O que está ao alcance de Gueminho neste momento à frente do Departamento de Coordenação de Espaços – que, em breve, será intitulado Departamento de Dinâmicas Culturais – é a interlocução com a classe artística para estabelecer dinâmicas de ocupação. “A ideia é justamente dinamizar os espaços, não só em meio à pandemia. O nosso projeto é encontrar uma metodologia de escuta qualificada com a classe artística. Nós já estamos criando uma metodologia, e, em breve, ainda neste mês, vamos ter este processo bem definido para abrir um canal de diálogo.” A operação, acrescenta, será similar àquela que Margarida mantinha no próprio gabinete. “A Margarida era convidada pela comunidade, ouvia e, a partir desta conversa, desenvolvia projetos e vinham as emendas.”
Entretanto, questionado sobre qual metodologia seria adotada, Gueminho preferiu não adiantar. “O meu departamento é formado pelos supervisores dos espaços e por assessores. Eles já estão trabalhando com um documento que geramos, e estamos na fase preliminar de debate. Mas, basicamente, é um processo que vai ter como fim uma identificação dos agentes culturais. A base de tudo é a informação. É preciso ter um cadastro, um levantamento dos equipamentos e, o que é fundamental, criar uma canal de comunicação para que os agentes saibam como falar com a Funalfa. Isso pode parecer banal, mas escuto as pessoas perguntarem onde fica a Funalfa. É incrível escutar alguém perguntar isso. A Funalfa fica no Parque Halfeld, no lugar que tem mais visibilidade em Juiz de Fora.”

### Material extraído:
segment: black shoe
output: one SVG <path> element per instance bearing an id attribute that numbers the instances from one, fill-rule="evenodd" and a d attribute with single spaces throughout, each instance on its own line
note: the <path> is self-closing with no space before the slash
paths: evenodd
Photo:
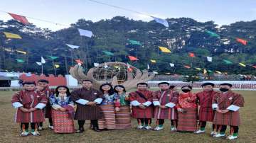
<path id="1" fill-rule="evenodd" d="M 100 130 L 97 127 L 93 127 L 92 130 L 94 130 L 95 132 L 100 132 Z"/>
<path id="2" fill-rule="evenodd" d="M 85 130 L 83 128 L 79 129 L 78 130 L 75 131 L 75 133 L 82 133 L 85 132 Z"/>

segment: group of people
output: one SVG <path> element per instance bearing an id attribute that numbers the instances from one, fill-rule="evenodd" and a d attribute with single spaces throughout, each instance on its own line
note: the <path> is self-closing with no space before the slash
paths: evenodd
<path id="1" fill-rule="evenodd" d="M 39 135 L 45 118 L 55 132 L 81 133 L 87 120 L 95 132 L 130 128 L 132 116 L 137 120 L 137 129 L 154 131 L 163 130 L 165 120 L 170 120 L 172 132 L 201 134 L 210 122 L 213 137 L 225 137 L 229 125 L 227 139 L 234 139 L 240 125 L 239 109 L 244 104 L 243 97 L 232 91 L 232 84 L 228 83 L 220 85 L 220 91 L 213 90 L 213 83 L 204 83 L 203 91 L 197 93 L 192 93 L 189 85 L 182 86 L 179 93 L 168 82 L 159 83 L 156 91 L 149 91 L 146 83 L 139 83 L 137 91 L 129 94 L 122 85 L 112 87 L 106 83 L 100 90 L 92 88 L 90 80 L 83 80 L 82 88 L 72 92 L 65 86 L 52 91 L 44 79 L 22 84 L 23 90 L 14 93 L 11 100 L 17 108 L 15 120 L 21 123 L 21 136 Z M 154 127 L 152 118 L 156 120 Z M 78 120 L 76 131 L 73 120 Z"/>

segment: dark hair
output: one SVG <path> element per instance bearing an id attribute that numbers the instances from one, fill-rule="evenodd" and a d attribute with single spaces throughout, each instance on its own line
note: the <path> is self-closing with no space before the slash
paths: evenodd
<path id="1" fill-rule="evenodd" d="M 192 86 L 190 86 L 190 85 L 183 86 L 181 87 L 181 89 L 182 89 L 183 88 L 184 88 L 184 87 L 188 87 L 190 89 L 192 89 Z"/>
<path id="2" fill-rule="evenodd" d="M 125 88 L 124 88 L 124 86 L 122 86 L 122 85 L 116 85 L 116 86 L 114 86 L 114 91 L 115 93 L 117 93 L 117 91 L 115 89 L 115 88 L 117 88 L 117 87 L 122 87 L 122 88 L 124 88 L 124 92 L 126 92 L 126 90 L 125 90 Z"/>
<path id="3" fill-rule="evenodd" d="M 174 87 L 176 87 L 176 86 L 171 85 L 171 86 L 170 86 L 169 89 L 173 89 Z"/>
<path id="4" fill-rule="evenodd" d="M 112 86 L 110 84 L 109 84 L 109 83 L 105 83 L 105 84 L 102 84 L 102 85 L 100 86 L 100 91 L 101 91 L 104 93 L 104 91 L 103 91 L 103 89 L 102 89 L 102 87 L 103 87 L 104 86 L 107 86 L 107 85 L 110 86 L 110 89 L 107 91 L 107 93 L 108 93 L 110 95 L 114 94 L 114 91 L 113 86 Z"/>
<path id="5" fill-rule="evenodd" d="M 137 84 L 137 86 L 139 85 L 146 85 L 146 87 L 149 87 L 149 84 L 147 84 L 146 82 L 140 82 L 140 83 Z"/>
<path id="6" fill-rule="evenodd" d="M 211 82 L 206 82 L 206 83 L 202 84 L 202 85 L 201 85 L 202 87 L 203 87 L 205 86 L 211 86 L 214 87 L 214 84 L 211 83 Z"/>
<path id="7" fill-rule="evenodd" d="M 33 85 L 36 86 L 36 82 L 35 81 L 24 81 L 24 82 L 22 82 L 22 86 L 24 86 L 25 84 L 28 84 L 28 85 L 33 84 Z"/>
<path id="8" fill-rule="evenodd" d="M 59 93 L 60 93 L 58 92 L 58 89 L 60 88 L 61 88 L 61 87 L 65 88 L 67 89 L 67 92 L 66 92 L 67 96 L 71 96 L 71 93 L 70 93 L 70 91 L 69 91 L 68 87 L 67 87 L 66 86 L 58 86 L 55 88 L 55 95 L 56 95 L 56 97 L 58 97 L 58 95 L 59 95 Z"/>
<path id="9" fill-rule="evenodd" d="M 82 84 L 83 82 L 85 82 L 85 81 L 89 81 L 89 82 L 90 82 L 90 83 L 92 84 L 92 81 L 89 80 L 89 79 L 84 79 L 84 80 L 82 80 Z"/>
<path id="10" fill-rule="evenodd" d="M 223 84 L 220 84 L 220 86 L 228 86 L 230 87 L 232 87 L 232 84 L 228 84 L 228 83 L 223 83 Z"/>
<path id="11" fill-rule="evenodd" d="M 170 85 L 170 84 L 168 83 L 168 82 L 160 82 L 160 83 L 159 83 L 159 86 L 160 86 L 161 84 L 167 84 L 168 86 Z"/>
<path id="12" fill-rule="evenodd" d="M 38 82 L 43 82 L 43 83 L 46 83 L 46 84 L 49 84 L 49 81 L 46 80 L 46 79 L 39 79 L 38 81 Z"/>

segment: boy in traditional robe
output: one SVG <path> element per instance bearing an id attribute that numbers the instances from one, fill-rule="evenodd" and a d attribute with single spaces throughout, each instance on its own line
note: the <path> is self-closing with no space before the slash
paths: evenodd
<path id="1" fill-rule="evenodd" d="M 44 93 L 48 100 L 46 108 L 43 108 L 45 118 L 48 118 L 49 128 L 53 130 L 53 120 L 51 118 L 51 105 L 50 103 L 50 96 L 53 93 L 49 87 L 49 81 L 46 79 L 39 79 L 37 82 L 38 86 L 37 91 Z M 43 122 L 38 123 L 38 130 L 43 130 Z"/>
<path id="2" fill-rule="evenodd" d="M 196 94 L 197 103 L 199 105 L 199 127 L 200 129 L 196 132 L 196 134 L 203 133 L 206 132 L 206 122 L 213 122 L 214 118 L 215 110 L 212 109 L 212 101 L 213 96 L 218 93 L 213 90 L 214 84 L 210 82 L 203 83 L 201 85 L 203 91 Z M 215 125 L 212 125 L 213 131 L 210 135 L 214 135 Z"/>
<path id="3" fill-rule="evenodd" d="M 37 130 L 37 125 L 44 121 L 42 109 L 46 107 L 47 99 L 46 96 L 35 90 L 36 83 L 25 81 L 23 89 L 15 93 L 11 98 L 11 103 L 15 108 L 18 108 L 15 121 L 21 123 L 21 136 L 29 135 L 28 125 L 31 125 L 32 135 L 40 135 Z"/>
<path id="4" fill-rule="evenodd" d="M 92 130 L 100 132 L 97 120 L 102 118 L 100 104 L 104 98 L 102 92 L 92 88 L 92 81 L 83 80 L 82 87 L 75 89 L 71 92 L 71 98 L 78 105 L 75 120 L 78 120 L 79 129 L 77 133 L 85 131 L 85 120 L 90 120 Z"/>
<path id="5" fill-rule="evenodd" d="M 152 91 L 147 90 L 146 83 L 139 83 L 137 91 L 129 94 L 129 99 L 132 105 L 132 116 L 137 119 L 137 129 L 151 130 L 151 120 L 153 117 Z"/>
<path id="6" fill-rule="evenodd" d="M 216 110 L 213 122 L 217 125 L 218 133 L 214 137 L 225 137 L 227 125 L 230 127 L 230 134 L 227 139 L 238 138 L 238 126 L 240 124 L 239 109 L 244 105 L 244 98 L 231 91 L 232 84 L 228 83 L 220 85 L 220 93 L 215 95 L 213 108 Z"/>
<path id="7" fill-rule="evenodd" d="M 154 130 L 164 129 L 165 119 L 170 119 L 171 131 L 176 131 L 177 127 L 177 110 L 175 106 L 178 103 L 178 93 L 169 89 L 168 82 L 159 84 L 159 91 L 153 93 L 153 104 L 155 106 L 154 118 L 156 127 Z"/>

### O que produzir:
Reproduza o trecho selecionado na íntegra, palavra por palavra.

### Sua solução:
O que está ao alcance de Gueminho neste momento à frente do Departamento de Coordenação de Espaços – que, em breve, será intitulado Departamento de Dinâmicas Culturais – é a interlocução com a classe artística para estabelecer dinâmicas de ocupação. “A ideia é justamente dinamizar os espaços, não só em meio à pandemia. O nosso projeto é encontrar uma metodologia de escuta qualificada com a classe artística. Nós já estamos criando uma metodologia, e, em breve, ainda neste mês, vamos ter este processo bem definido para abrir um canal de diálogo.” A operação, acrescenta, será similar àquela que Margarida mantinha no próprio gabinete. “A Margarida era convidada pela comunidade, ouvia e, a partir desta conversa, desenvolvia projetos e vinham as emendas.”
Entretanto, questionado sobre qual metodologia seria adotada, Gueminho preferiu não adiantar. “O meu departamento é formado pelos supervisores dos espaços e por assessores. Eles já estão trabalhando com um documento que geramos, e estamos na fase preliminar de debate. Mas, basicamente, é um processo que vai ter como fim uma identificação dos agentes culturais. A base de tudo é a informação. É preciso ter um cadastro, um levantamento dos equipamentos e, o que é fundamental, criar uma canal de comunicação para que os agentes saibam como falar com a Funalfa. Isso pode parecer banal, mas escuto as pessoas perguntarem onde fica a Funalfa. É incrível escutar alguém perguntar isso. A Funalfa fica no Parque Halfeld, no lugar que tem mais visibilidade em Juiz de Fora.”